--- Information supplied ---

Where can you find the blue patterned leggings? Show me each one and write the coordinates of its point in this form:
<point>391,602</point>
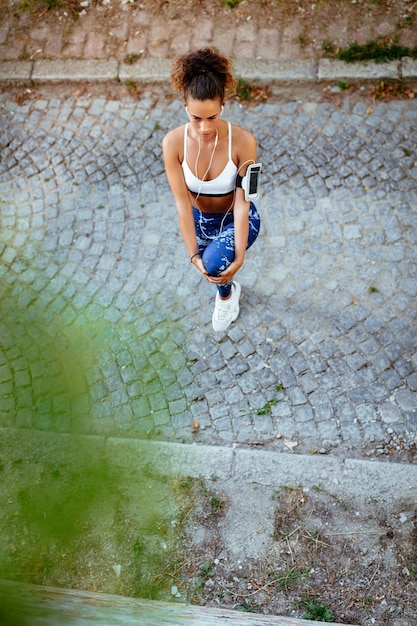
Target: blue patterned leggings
<point>216,241</point>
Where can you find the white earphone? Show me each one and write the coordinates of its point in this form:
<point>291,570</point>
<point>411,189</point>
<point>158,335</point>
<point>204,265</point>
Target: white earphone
<point>221,110</point>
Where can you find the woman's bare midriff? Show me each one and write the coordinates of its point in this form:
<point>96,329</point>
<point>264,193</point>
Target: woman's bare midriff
<point>213,204</point>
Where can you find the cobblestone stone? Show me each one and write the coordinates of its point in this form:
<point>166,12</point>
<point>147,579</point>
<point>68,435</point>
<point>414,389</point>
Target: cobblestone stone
<point>326,341</point>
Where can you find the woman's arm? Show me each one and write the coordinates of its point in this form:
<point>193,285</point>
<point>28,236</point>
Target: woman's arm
<point>180,192</point>
<point>245,147</point>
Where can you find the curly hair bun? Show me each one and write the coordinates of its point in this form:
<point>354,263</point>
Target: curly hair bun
<point>203,74</point>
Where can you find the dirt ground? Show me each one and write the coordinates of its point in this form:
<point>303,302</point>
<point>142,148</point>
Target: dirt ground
<point>70,518</point>
<point>306,27</point>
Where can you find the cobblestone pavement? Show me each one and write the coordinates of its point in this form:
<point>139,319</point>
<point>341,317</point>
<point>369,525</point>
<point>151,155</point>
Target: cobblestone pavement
<point>106,328</point>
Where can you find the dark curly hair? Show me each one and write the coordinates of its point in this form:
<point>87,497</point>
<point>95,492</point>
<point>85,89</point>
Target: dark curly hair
<point>203,74</point>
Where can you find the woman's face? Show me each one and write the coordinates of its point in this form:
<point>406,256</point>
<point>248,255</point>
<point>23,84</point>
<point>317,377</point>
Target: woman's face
<point>204,116</point>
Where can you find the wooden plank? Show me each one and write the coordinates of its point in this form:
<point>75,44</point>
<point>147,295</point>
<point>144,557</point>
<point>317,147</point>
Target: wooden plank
<point>29,605</point>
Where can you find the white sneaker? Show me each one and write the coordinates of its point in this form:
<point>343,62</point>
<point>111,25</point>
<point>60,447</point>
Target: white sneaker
<point>226,311</point>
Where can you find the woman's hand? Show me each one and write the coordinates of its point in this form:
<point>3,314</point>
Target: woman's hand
<point>198,262</point>
<point>226,276</point>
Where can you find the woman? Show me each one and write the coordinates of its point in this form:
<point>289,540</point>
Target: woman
<point>203,160</point>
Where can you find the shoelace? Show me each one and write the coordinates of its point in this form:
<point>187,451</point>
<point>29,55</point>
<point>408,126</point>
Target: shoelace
<point>223,308</point>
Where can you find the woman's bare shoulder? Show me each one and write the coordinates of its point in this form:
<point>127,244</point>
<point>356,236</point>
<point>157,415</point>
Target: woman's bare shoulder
<point>242,137</point>
<point>174,137</point>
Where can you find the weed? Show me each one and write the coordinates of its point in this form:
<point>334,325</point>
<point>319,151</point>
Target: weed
<point>131,58</point>
<point>50,4</point>
<point>138,547</point>
<point>217,505</point>
<point>302,41</point>
<point>379,51</point>
<point>244,91</point>
<point>248,606</point>
<point>204,573</point>
<point>289,579</point>
<point>130,84</point>
<point>316,611</point>
<point>266,409</point>
<point>230,4</point>
<point>328,47</point>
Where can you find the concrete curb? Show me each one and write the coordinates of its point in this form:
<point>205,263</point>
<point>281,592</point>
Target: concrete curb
<point>345,477</point>
<point>158,70</point>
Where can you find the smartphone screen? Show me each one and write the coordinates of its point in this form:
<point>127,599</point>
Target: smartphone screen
<point>253,180</point>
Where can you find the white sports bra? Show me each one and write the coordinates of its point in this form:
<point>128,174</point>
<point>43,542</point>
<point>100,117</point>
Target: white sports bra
<point>222,185</point>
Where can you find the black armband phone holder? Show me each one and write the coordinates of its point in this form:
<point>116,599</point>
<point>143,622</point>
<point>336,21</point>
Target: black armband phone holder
<point>250,182</point>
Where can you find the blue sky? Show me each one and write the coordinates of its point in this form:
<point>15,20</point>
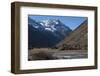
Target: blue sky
<point>70,21</point>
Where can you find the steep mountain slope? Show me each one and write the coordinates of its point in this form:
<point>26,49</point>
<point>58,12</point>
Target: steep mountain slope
<point>46,33</point>
<point>77,40</point>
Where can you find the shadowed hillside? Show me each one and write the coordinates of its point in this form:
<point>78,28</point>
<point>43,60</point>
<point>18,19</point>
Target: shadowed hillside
<point>77,40</point>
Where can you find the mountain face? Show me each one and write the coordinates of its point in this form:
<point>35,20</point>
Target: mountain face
<point>77,40</point>
<point>46,33</point>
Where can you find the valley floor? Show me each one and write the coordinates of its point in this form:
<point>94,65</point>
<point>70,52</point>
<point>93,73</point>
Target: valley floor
<point>52,54</point>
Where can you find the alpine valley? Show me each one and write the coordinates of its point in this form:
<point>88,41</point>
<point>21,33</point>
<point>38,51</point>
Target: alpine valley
<point>46,33</point>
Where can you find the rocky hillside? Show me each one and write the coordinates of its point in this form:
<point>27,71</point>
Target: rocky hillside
<point>77,40</point>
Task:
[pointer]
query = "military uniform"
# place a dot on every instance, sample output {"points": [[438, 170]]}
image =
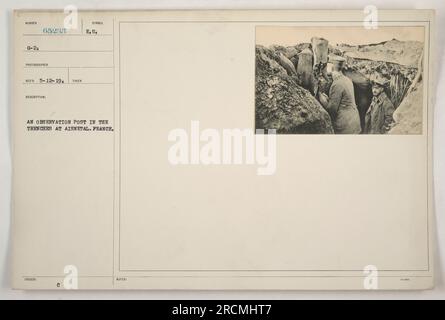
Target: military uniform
{"points": [[341, 105], [378, 118]]}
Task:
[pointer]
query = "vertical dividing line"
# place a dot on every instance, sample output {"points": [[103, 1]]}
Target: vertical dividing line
{"points": [[114, 154]]}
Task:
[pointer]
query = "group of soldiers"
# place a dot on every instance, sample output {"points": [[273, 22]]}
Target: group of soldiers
{"points": [[341, 106]]}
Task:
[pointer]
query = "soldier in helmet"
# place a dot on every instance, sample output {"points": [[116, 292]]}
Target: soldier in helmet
{"points": [[341, 101], [379, 116]]}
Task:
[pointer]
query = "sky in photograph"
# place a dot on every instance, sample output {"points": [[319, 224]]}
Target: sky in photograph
{"points": [[287, 36]]}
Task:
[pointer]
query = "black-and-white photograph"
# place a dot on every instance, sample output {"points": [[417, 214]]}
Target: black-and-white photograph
{"points": [[339, 80]]}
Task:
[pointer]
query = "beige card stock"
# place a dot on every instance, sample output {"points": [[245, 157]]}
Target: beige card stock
{"points": [[144, 152]]}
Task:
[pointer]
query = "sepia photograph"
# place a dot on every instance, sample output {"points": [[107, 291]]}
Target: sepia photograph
{"points": [[339, 80]]}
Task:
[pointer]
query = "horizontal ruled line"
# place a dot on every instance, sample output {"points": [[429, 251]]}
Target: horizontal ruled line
{"points": [[66, 34], [37, 51]]}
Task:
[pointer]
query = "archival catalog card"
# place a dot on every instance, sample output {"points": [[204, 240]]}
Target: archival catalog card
{"points": [[223, 149]]}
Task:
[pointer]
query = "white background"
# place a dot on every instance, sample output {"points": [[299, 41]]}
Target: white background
{"points": [[6, 7]]}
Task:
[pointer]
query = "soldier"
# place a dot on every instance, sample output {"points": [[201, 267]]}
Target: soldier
{"points": [[341, 101], [378, 118]]}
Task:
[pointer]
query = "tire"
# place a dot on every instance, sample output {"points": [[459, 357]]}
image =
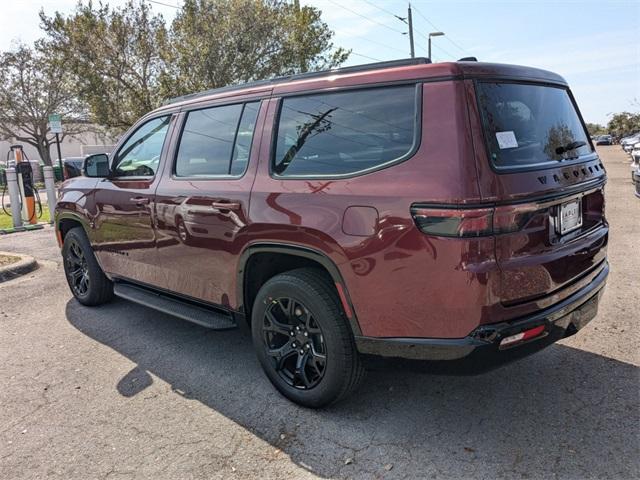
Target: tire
{"points": [[305, 298], [86, 279]]}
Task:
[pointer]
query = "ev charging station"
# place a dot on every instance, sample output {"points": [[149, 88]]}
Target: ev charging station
{"points": [[23, 195]]}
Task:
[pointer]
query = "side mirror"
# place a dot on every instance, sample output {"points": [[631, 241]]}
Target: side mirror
{"points": [[96, 166]]}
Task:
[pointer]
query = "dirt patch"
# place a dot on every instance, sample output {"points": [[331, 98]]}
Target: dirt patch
{"points": [[7, 260]]}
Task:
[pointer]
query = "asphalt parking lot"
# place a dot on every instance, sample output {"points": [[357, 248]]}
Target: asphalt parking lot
{"points": [[124, 392]]}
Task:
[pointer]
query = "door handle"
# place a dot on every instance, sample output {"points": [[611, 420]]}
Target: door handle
{"points": [[140, 200], [225, 205]]}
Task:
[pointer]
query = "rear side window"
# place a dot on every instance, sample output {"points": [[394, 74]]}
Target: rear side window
{"points": [[216, 141], [345, 132], [530, 125]]}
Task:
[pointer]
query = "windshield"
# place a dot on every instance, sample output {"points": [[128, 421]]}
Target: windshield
{"points": [[528, 125]]}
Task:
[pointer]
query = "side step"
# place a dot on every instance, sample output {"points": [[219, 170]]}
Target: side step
{"points": [[178, 308]]}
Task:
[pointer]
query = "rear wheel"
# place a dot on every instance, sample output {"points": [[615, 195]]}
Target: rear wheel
{"points": [[303, 340], [86, 279]]}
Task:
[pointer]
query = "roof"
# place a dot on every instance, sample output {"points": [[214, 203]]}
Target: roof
{"points": [[406, 69]]}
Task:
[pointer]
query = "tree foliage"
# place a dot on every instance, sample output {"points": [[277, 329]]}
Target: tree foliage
{"points": [[115, 56], [32, 87], [222, 42], [126, 61]]}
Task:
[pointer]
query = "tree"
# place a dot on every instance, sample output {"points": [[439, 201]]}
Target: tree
{"points": [[115, 57], [125, 61], [221, 42], [32, 87], [595, 129]]}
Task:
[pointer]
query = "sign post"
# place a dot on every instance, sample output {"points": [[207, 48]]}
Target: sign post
{"points": [[55, 126]]}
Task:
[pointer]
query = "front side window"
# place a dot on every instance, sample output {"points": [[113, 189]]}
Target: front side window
{"points": [[216, 141], [528, 125], [140, 155], [345, 132]]}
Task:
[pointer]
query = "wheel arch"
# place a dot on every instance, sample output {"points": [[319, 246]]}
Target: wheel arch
{"points": [[305, 256], [65, 221]]}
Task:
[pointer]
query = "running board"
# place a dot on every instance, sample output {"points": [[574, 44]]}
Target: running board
{"points": [[178, 308]]}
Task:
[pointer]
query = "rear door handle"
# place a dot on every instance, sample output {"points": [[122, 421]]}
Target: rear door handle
{"points": [[140, 200], [225, 205]]}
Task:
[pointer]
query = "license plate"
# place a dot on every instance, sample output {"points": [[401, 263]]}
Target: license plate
{"points": [[570, 216]]}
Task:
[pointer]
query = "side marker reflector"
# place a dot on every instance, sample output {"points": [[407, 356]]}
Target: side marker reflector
{"points": [[522, 336]]}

---

## Task objective
Pictures aside, repeat exactly every line from the top of the listing above through the line bearing "Where can you find the dirt", inclusive.

## Finished exercise
Where can you find the blue patterned leggings? Show me each one and write the coordinates of its point in this form:
<point>391,602</point>
Target: blue patterned leggings
<point>216,241</point>
Where can you find the white earphone? Show me each one and write the coordinates of its point in this form:
<point>291,570</point>
<point>411,189</point>
<point>158,335</point>
<point>204,265</point>
Target: white earphone
<point>221,110</point>
Where can you find the woman's bare midriff? Show me each one and write the coordinates of its point in this form:
<point>96,329</point>
<point>264,193</point>
Target: woman's bare midriff
<point>213,204</point>
Where can you find the cobblestone stone? Show me each one and write the coordinates of its point in this form:
<point>166,12</point>
<point>147,579</point>
<point>68,435</point>
<point>414,389</point>
Target: cobblestone stone
<point>326,341</point>
Where can you find the woman's arm? Show me each one and write the coordinates of its point in this form:
<point>193,285</point>
<point>28,236</point>
Target: woman's arm
<point>180,192</point>
<point>245,147</point>
Where can you find the curly hair bun? Show me each one and write the coordinates of its point in this form:
<point>354,263</point>
Target: curly hair bun
<point>203,74</point>
Where can you find the dirt ground? Show me each one and write the coordinates of its point in this form:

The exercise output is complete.